A verbatim copy of the lines from the one with "Where is the apricot" through the final line below is required; print it and nothing else.

::::

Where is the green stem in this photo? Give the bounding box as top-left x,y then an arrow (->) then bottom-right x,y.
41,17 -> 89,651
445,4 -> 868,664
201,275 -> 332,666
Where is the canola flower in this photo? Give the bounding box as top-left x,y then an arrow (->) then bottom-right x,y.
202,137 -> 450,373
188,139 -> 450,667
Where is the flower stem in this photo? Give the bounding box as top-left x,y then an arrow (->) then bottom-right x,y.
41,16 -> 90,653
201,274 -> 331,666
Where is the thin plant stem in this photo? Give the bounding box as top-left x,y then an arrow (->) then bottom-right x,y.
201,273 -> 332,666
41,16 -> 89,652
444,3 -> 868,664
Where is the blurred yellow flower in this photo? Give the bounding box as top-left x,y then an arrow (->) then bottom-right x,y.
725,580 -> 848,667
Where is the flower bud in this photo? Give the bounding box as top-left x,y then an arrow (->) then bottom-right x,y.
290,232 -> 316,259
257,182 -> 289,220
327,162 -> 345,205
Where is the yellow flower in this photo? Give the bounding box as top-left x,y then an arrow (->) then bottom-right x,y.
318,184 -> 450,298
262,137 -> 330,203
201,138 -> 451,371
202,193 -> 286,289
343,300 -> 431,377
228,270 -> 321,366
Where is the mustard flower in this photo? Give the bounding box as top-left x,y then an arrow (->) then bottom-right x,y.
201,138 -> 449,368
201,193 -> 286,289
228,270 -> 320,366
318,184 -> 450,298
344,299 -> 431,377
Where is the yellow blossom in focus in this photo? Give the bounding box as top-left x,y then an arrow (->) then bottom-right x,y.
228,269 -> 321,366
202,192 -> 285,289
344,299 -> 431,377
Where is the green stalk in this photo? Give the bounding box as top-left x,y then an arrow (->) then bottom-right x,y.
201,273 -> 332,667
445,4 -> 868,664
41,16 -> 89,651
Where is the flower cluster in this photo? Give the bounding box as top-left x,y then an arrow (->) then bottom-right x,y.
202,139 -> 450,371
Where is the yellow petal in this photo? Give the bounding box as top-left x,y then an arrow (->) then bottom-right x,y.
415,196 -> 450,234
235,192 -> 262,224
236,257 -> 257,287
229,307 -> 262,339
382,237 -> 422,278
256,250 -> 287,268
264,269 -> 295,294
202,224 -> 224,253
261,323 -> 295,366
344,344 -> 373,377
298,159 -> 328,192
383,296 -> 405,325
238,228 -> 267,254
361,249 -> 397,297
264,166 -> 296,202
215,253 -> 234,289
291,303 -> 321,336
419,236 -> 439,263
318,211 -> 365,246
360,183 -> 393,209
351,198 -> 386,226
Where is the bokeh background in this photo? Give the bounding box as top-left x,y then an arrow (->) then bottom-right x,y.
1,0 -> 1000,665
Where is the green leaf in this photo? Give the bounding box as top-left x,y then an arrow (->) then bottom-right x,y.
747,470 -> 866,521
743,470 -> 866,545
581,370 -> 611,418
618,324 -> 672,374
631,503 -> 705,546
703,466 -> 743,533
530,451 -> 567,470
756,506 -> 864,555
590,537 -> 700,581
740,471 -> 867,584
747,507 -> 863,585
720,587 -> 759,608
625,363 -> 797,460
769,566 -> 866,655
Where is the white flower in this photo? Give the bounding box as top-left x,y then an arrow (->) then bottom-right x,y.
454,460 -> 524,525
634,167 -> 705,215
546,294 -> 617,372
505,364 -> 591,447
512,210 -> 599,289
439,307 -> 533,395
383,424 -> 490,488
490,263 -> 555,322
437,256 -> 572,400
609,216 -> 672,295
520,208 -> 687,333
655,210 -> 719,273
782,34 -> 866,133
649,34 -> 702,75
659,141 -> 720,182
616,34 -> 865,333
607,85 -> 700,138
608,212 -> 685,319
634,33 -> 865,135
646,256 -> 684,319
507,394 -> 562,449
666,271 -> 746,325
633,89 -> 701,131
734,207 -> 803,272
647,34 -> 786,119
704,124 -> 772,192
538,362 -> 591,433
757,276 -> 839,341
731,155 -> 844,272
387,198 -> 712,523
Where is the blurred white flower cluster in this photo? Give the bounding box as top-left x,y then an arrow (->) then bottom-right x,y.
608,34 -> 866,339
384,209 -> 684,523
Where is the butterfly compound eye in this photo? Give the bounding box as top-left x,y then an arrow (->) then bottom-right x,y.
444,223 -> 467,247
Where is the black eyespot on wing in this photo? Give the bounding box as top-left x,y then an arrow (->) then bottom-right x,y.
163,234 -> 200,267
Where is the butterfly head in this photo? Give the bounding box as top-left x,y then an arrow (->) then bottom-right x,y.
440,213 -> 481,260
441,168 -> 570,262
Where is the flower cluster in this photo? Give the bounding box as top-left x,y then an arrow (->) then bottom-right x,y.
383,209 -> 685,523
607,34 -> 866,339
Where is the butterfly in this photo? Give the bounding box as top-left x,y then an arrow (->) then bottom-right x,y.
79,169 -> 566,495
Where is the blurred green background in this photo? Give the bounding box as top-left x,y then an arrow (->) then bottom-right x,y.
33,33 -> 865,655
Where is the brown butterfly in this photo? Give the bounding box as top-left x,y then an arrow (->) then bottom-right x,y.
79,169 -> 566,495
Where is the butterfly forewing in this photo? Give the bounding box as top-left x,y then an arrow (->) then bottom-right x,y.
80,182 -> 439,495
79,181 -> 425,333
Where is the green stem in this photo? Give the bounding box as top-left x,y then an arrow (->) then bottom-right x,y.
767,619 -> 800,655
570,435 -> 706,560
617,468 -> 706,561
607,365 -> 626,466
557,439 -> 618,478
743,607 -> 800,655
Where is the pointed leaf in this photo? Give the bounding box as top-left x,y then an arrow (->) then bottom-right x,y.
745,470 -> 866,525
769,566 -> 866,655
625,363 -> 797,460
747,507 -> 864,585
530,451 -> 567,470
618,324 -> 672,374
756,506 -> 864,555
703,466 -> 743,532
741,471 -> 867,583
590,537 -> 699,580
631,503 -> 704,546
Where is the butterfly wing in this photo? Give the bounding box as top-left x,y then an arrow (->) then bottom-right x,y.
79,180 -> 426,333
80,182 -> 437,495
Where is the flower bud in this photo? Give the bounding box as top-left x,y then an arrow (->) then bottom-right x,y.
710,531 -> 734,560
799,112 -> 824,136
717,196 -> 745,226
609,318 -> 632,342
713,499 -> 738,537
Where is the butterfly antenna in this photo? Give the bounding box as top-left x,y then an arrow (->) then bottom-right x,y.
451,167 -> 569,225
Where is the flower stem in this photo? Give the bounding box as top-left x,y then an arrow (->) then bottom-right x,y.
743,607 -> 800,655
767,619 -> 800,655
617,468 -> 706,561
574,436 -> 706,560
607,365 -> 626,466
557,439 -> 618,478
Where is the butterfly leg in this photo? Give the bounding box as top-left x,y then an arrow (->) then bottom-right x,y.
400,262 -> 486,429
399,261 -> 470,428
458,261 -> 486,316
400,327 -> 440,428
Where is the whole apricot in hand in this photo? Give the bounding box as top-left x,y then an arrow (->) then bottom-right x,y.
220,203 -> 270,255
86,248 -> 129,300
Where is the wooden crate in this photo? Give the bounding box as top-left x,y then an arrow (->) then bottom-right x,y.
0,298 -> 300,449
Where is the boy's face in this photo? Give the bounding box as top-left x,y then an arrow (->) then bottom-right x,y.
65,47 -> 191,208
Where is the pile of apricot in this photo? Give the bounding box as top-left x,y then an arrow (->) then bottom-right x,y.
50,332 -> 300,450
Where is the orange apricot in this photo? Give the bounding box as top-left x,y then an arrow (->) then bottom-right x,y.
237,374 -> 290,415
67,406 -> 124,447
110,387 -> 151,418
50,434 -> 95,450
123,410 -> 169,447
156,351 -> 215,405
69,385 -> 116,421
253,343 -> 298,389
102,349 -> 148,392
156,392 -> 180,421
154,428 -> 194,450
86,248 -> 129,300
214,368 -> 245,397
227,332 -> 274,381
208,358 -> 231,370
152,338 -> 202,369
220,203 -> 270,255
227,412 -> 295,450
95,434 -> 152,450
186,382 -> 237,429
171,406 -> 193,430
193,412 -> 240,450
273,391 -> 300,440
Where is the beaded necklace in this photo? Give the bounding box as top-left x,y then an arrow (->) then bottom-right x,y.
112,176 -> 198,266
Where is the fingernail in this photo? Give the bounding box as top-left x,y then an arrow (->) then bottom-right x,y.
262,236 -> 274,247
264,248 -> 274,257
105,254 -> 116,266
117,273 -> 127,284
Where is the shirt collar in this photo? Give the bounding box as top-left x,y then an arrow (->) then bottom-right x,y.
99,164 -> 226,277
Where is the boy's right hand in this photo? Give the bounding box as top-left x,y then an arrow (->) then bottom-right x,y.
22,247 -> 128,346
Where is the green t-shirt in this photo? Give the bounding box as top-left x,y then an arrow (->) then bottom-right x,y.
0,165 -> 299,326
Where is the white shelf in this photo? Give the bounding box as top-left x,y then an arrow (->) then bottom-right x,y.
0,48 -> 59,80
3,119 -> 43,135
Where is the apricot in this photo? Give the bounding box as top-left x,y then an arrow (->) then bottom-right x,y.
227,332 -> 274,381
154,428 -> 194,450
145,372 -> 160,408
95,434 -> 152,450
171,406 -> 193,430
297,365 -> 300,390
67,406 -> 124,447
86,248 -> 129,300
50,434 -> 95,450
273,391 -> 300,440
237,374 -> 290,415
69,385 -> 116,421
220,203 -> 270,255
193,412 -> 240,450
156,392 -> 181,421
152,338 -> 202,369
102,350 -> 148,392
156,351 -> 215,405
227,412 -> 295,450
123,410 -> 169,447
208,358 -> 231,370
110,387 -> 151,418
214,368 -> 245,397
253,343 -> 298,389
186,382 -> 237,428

::::

◆ COMPLETED TASK ◆
Where is the apricot in this photo? Give the bounding box as top-left x,y then an arrow (->) then bottom-right x,y.
227,332 -> 274,381
154,428 -> 194,450
145,372 -> 160,408
95,434 -> 152,450
171,406 -> 193,430
297,365 -> 300,390
67,406 -> 124,447
86,248 -> 129,300
50,434 -> 95,450
273,391 -> 300,440
237,374 -> 290,415
69,385 -> 116,421
220,203 -> 270,255
193,412 -> 240,450
156,392 -> 181,421
152,338 -> 202,369
102,350 -> 148,392
156,351 -> 215,405
227,412 -> 295,450
123,410 -> 169,447
208,358 -> 231,370
110,387 -> 151,418
214,368 -> 245,397
253,343 -> 298,389
186,382 -> 237,428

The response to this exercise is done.